# [Exercise 1]
Count the lines in the records that contain the string "shirt", treating case as significant. Reply with the number alone.
--- BEGIN Document excerpt ---
Contribution of Company Shares into German Family Foundation

Another word on the contribution of company shares into German family foundations - in my opinion one of the biggest advantages of this model. As always roughly simplified, the German family foundation is very advantageous for people who directly own an operative GmbH. Why?

There is a so-called need for exemption check (Verschonungsbedarfsprüfung), which looks, among other things, at how much "administrative assets" a company has.

I am simplifying radically here: Under administrative assets, you can roughly imagine what does not belong to an operative company, e.g., stock ETFs that you would typically hold in a Holding GmbH. Provided your company has little administrative assets (ETFs, etc.), you can contribute it almost tax-free into a German foundation.
--- END Document excerpt ---
--- BEGIN Dataset records ---
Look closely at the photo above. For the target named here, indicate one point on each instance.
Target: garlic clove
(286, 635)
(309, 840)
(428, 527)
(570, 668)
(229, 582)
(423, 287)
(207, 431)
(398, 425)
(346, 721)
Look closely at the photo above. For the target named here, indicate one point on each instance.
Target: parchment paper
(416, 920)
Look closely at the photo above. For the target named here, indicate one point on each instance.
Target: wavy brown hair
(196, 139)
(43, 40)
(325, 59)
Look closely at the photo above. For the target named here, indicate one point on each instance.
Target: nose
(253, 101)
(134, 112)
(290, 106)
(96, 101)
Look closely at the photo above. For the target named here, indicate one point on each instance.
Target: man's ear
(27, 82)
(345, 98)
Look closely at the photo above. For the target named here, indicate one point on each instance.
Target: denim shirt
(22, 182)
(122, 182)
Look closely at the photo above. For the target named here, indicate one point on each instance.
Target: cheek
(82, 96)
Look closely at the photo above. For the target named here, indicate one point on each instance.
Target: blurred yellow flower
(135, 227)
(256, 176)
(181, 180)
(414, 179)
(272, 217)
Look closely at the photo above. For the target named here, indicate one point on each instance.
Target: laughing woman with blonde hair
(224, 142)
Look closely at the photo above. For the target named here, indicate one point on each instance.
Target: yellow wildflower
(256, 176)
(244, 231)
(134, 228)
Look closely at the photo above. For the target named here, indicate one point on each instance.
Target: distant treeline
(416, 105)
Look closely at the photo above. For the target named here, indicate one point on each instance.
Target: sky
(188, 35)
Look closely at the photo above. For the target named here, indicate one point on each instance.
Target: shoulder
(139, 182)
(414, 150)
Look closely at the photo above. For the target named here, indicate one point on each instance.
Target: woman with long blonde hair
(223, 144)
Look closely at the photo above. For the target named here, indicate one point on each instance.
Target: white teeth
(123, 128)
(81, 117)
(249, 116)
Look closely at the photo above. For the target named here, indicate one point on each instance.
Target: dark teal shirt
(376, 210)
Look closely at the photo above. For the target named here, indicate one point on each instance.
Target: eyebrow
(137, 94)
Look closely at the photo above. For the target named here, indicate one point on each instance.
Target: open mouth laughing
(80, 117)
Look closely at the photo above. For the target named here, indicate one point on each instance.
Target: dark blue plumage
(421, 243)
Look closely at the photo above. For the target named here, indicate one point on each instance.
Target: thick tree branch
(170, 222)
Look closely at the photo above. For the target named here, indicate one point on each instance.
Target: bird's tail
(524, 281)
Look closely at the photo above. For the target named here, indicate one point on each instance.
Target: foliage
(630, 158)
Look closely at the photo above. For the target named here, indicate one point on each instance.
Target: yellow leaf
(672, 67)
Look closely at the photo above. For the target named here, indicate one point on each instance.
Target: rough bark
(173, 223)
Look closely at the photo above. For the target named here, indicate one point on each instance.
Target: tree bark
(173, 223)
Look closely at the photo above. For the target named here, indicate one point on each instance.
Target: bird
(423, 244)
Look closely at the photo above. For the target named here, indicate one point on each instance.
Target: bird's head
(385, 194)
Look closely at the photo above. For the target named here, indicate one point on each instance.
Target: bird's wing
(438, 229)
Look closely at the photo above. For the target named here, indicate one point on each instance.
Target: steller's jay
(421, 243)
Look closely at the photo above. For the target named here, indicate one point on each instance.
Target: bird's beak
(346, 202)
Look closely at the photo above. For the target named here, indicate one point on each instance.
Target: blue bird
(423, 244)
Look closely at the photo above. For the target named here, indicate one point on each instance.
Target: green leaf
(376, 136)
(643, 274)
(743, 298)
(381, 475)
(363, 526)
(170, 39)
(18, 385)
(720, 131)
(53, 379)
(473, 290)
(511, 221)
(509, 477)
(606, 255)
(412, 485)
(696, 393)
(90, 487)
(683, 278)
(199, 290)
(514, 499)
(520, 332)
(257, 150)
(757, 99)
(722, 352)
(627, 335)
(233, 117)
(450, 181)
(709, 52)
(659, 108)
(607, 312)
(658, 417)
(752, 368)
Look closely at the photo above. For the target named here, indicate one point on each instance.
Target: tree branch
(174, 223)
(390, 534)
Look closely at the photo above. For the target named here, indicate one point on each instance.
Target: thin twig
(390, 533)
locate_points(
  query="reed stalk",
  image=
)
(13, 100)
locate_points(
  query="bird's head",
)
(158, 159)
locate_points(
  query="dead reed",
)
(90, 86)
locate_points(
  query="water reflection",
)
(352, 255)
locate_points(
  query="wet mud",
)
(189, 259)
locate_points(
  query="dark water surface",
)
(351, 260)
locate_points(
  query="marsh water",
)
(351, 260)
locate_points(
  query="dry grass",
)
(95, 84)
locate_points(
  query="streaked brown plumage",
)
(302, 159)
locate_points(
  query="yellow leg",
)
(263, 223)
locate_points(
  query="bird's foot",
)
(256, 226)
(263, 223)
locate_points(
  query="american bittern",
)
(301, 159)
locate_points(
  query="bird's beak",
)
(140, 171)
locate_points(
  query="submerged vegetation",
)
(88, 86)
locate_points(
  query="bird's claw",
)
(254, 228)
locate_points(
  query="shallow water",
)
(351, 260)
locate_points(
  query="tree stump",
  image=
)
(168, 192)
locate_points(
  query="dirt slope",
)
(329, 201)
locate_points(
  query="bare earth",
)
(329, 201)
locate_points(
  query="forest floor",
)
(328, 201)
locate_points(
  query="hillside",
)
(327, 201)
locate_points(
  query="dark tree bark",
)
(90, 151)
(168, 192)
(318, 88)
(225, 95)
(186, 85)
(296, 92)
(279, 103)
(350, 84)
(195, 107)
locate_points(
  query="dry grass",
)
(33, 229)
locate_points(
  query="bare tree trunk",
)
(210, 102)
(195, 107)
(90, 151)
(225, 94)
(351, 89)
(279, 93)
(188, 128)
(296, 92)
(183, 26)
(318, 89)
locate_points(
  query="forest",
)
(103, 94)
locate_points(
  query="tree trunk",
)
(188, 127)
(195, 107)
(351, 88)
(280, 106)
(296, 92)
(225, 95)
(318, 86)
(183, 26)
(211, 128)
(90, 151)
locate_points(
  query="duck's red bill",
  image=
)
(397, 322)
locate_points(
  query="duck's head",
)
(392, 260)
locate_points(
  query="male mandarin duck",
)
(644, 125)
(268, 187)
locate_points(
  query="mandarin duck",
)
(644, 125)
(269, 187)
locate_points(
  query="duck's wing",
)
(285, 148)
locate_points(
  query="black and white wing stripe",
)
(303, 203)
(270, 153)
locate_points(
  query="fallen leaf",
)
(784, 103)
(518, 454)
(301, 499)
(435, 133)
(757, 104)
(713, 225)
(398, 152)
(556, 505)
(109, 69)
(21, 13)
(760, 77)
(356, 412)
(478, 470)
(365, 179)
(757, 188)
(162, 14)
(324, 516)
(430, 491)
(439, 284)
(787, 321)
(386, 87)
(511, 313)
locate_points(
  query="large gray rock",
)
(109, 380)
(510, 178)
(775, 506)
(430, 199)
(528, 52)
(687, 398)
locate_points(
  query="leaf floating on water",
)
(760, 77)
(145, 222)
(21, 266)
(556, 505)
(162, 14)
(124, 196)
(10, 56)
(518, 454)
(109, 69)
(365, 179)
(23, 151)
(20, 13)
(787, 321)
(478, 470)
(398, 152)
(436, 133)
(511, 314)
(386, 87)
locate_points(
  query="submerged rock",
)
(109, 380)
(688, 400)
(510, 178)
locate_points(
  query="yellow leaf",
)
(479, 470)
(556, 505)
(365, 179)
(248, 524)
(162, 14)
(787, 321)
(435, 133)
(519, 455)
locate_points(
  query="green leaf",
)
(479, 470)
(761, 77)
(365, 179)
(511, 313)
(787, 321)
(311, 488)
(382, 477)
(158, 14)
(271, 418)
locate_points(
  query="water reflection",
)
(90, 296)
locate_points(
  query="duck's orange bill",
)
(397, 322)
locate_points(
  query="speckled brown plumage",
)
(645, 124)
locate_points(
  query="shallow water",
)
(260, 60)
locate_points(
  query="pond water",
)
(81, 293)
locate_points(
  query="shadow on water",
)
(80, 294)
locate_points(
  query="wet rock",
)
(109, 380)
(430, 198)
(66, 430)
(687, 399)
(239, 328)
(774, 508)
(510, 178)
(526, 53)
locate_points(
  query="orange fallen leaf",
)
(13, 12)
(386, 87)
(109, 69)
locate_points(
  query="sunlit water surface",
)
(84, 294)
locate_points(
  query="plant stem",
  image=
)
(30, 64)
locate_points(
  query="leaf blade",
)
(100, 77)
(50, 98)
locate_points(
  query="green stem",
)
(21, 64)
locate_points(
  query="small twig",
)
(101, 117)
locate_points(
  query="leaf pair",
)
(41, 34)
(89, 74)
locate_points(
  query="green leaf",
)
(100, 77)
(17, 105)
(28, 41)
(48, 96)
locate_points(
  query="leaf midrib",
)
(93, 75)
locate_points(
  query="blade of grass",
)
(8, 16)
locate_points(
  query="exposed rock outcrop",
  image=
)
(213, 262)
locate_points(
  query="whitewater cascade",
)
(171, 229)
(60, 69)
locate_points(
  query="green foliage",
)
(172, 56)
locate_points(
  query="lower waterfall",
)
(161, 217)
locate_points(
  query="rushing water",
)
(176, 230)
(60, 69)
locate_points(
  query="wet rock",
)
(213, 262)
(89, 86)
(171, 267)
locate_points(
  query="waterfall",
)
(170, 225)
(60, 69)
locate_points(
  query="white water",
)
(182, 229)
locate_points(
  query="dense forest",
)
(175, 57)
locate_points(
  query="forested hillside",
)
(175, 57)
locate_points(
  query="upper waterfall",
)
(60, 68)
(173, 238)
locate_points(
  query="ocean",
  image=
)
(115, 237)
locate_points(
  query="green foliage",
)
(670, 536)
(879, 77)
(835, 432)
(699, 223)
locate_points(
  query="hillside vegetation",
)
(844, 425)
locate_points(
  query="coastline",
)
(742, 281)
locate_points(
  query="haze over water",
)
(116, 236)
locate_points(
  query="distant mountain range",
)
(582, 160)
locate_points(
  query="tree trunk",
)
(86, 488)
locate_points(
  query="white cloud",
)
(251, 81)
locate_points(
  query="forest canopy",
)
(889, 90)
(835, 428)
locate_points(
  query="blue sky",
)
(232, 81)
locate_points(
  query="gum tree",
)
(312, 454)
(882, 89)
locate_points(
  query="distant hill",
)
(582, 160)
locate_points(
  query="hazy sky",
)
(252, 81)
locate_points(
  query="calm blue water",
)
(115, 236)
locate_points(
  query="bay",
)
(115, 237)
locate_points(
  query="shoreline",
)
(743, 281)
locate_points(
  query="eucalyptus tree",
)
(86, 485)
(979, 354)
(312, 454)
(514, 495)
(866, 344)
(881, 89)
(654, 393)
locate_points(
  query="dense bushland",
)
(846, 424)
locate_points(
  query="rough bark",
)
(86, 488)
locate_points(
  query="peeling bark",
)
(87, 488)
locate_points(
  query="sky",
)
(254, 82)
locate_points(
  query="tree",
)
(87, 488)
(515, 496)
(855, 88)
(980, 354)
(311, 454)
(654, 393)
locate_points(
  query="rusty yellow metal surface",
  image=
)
--- END Dataset records ---
# [Exercise 2]
Answer these questions using the passage on contributing company shares into German family foundations.
(a) For whom is the German family foundation described as very advantageous?
(b) Among other things, what does the need for exemption check look at?
(c) What example of administrative assets is given, and where would they typically be held?

# [Solution 1]
2

# [Solution 2]
(a) People who directly own an operative GmbH.
(b) How much "administrative assets" a company has.
(c) Stock ETFs, typically held in a Holding GmbH.